··· Excerpted data

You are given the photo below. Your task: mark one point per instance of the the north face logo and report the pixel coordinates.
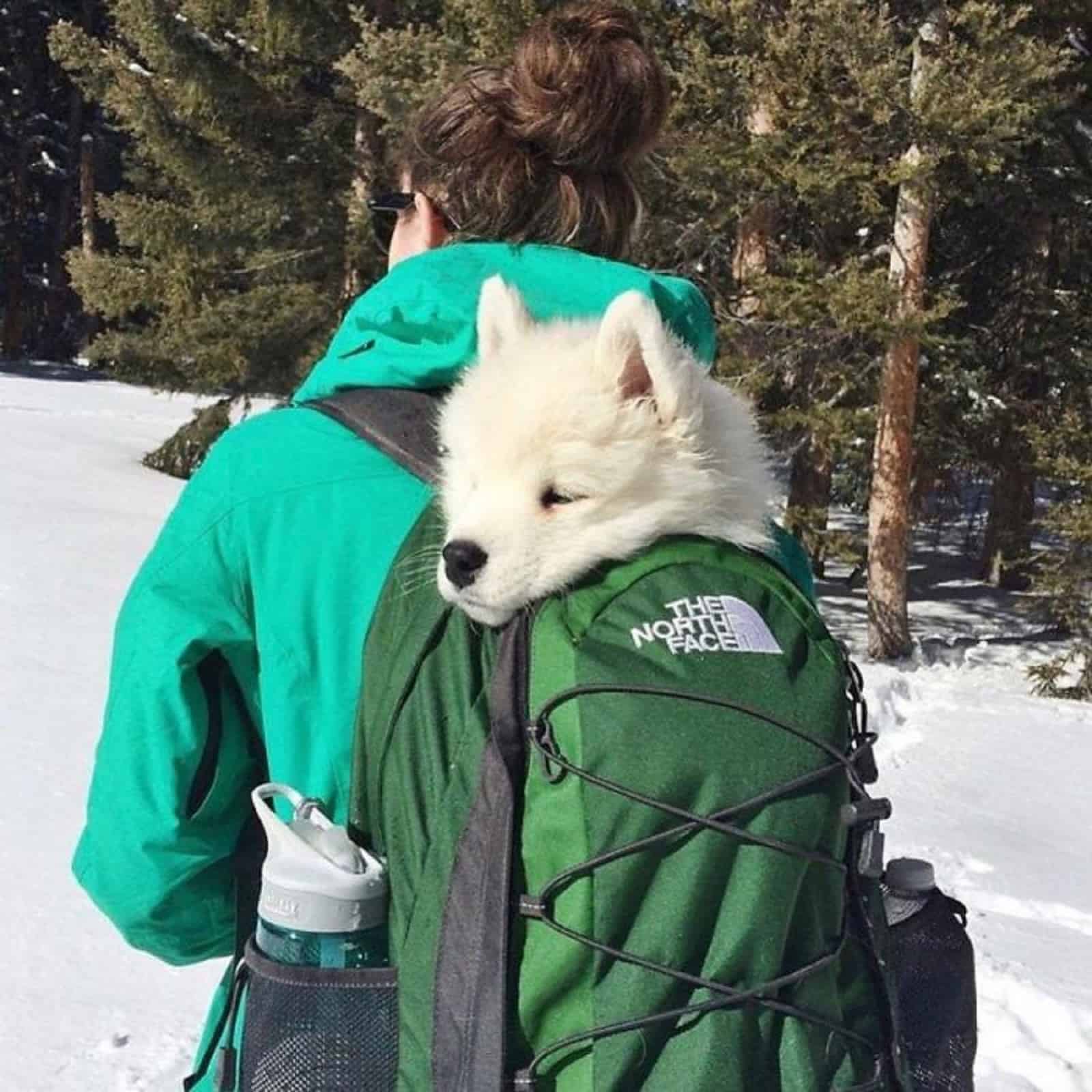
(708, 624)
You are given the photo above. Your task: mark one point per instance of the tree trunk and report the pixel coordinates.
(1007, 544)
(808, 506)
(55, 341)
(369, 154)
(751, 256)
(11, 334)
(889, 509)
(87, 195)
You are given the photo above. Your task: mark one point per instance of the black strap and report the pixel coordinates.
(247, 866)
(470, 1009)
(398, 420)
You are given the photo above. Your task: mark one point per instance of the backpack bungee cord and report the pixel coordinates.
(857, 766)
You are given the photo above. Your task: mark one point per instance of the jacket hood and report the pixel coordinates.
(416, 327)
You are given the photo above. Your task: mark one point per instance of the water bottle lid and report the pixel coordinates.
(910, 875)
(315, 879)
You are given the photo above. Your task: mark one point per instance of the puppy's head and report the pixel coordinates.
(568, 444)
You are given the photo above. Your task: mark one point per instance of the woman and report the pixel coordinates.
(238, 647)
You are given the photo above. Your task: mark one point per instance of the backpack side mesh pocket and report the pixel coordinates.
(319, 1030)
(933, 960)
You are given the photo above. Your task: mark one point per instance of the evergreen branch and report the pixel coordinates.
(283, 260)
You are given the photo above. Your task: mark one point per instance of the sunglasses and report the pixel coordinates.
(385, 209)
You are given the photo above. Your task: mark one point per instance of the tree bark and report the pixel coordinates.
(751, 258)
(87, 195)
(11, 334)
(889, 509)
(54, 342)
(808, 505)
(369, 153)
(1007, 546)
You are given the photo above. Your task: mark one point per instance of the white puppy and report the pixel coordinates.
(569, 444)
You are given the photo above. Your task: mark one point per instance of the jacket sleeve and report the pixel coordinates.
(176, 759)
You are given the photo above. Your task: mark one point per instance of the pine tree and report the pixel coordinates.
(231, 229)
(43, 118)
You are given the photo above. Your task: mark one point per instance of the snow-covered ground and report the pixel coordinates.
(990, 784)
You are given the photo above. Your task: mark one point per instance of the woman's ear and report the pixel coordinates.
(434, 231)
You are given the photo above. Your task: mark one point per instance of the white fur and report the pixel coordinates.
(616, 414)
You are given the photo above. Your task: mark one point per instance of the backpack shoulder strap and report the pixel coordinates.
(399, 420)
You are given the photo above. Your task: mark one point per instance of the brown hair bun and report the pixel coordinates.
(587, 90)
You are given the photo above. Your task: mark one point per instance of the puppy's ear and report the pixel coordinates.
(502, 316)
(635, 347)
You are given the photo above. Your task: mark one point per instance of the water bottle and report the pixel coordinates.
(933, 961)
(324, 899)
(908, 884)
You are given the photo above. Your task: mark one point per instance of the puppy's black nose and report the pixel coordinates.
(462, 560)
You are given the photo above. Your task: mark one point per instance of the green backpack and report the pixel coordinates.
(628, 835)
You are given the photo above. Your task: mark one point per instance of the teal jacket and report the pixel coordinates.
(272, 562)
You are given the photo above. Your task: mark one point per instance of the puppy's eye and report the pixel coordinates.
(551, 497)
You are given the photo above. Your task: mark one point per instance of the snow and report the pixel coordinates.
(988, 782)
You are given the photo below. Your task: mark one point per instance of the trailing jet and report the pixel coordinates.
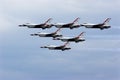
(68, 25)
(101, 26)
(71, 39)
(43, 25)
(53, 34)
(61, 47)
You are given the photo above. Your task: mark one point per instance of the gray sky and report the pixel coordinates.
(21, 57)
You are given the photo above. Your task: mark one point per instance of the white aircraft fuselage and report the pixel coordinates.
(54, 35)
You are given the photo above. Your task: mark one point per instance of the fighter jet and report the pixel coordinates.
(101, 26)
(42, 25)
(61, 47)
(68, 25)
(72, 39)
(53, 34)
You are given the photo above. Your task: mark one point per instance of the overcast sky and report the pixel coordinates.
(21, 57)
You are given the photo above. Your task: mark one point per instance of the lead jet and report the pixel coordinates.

······

_Problem to work on_: Please give the entries above again exactly as written, leaving out any pictures.

_Written response_:
You are given the photo below. Your task: mark one point per instance of the the north face logo and report the pixel coordinates.
(708, 624)
You are given the photo above. Your task: mark one point per instance of the tree trunk and report the pixel coordinates.
(1007, 544)
(808, 506)
(55, 341)
(369, 154)
(751, 256)
(11, 334)
(889, 509)
(87, 195)
You are given the photo above. Your task: mark one point per instance of the black strap and report the pixel coordinates.
(247, 866)
(470, 1009)
(398, 420)
You are given the photo above. Your task: mark one point per instance of the backpack bungee cord and report the pixel coordinates.
(857, 766)
You are given the photo above. Your task: mark one point per instance of the jacket hood and report the pixel coordinates.
(416, 327)
You are given the photo above. Your task: mark one point per instance of the water bottle lid and report the pixel coordinates.
(910, 875)
(315, 879)
You are given the photo above. Your task: mark one point per instance of the puppy's head and report the pixel coordinates.
(568, 444)
You are given the photo above. Your task: mark one point per instance of the woman and report the pixel coordinates.
(238, 647)
You are given the photo above. Your task: mark one point per instance of the backpack side mesh pocket and report the pixel coordinates.
(319, 1030)
(933, 960)
You are given the photo above. Your task: mark one point per instance of the evergreen branch and report the pixel coordinates.
(283, 260)
You are given the photo above. Your task: mark one point per instance of the sunglasses and report the pixel coordinates.
(385, 209)
You are given the photo above. Your task: mark one point per instance of the tree bark and report the pixel coordinates.
(751, 258)
(87, 195)
(11, 334)
(889, 509)
(54, 342)
(808, 505)
(369, 153)
(1007, 546)
You are given the photo above. Your task: mark one point per instance of the white puppy and report the pixel coordinates.
(569, 444)
You are given the photo above. Your task: mark one point per instance of the jacket sleeve and report the pixel coordinates.
(176, 759)
You are given the photo above. Your task: mark one point per instance of the pine tree and report the pixel coordinates.
(231, 229)
(43, 118)
You are given the photo above. Your task: mark one point per instance of the snow-covered ground and report the pixel coordinates.
(990, 784)
You are given the photo above. Your task: mark one point per instance of the woman's ear and report the pixel coordinates.
(434, 231)
You are given the photo above. Your task: mark one point per instance of the white fur and report the pixel coordinates.
(616, 414)
You are given the photo above. Your task: mark one point per instance of the backpack shoulder strap and report the pixel coordinates.
(399, 420)
You are given the photo above. Your task: mark one point per instance of the brown hair bun and report the pixel coordinates.
(587, 90)
You are given the photo above. Your task: mark one point per instance of the puppy's ear and report the pixel coordinates.
(502, 316)
(635, 347)
You are given the photo above. Your task: mark one point per instance of the water bottle and report the pixel coordinates.
(933, 961)
(324, 899)
(908, 884)
You are given the photo above. Your task: mark one point per instance of the puppy's black nose and report the pixel coordinates.
(462, 560)
You are given the photo above. Your task: mark one point per instance of the green backpack and report the pixel coordinates.
(628, 835)
You are given the photo above. Your task: mark one point per instance of the teal jacket and report the pixel coordinates.
(272, 562)
You are given the photo above. Your task: mark one point per instance of the puppy's eye and report the pixel coordinates.
(551, 497)
You are given the photo above. Your task: mark one point per instance of the snow and report the pixel coordinates.
(988, 782)
You are given the photo below. Your task: mark one point per instance of the trailing jet and report the pixel coordinates.
(68, 25)
(101, 26)
(71, 39)
(43, 25)
(53, 34)
(61, 47)
You are given the photo above. Your task: mark one point per instance of the gray sky and report the pixel coordinates.
(21, 57)
You are given the photo above. Your task: mark one point per instance of the white aircraft fuselage and report the pixel coordinates.
(54, 35)
You are given the photo above. Your task: mark one point per instance of the fighter jet and report the pixel coordinates.
(101, 26)
(42, 25)
(61, 47)
(68, 25)
(72, 39)
(53, 34)
You are given the photo above. Your task: mark one point per instance of the overcast sky and report the pixel coordinates.
(21, 57)
You are given the photo above. Your task: mark one point per instance of the lead jet and report the pixel coordinates.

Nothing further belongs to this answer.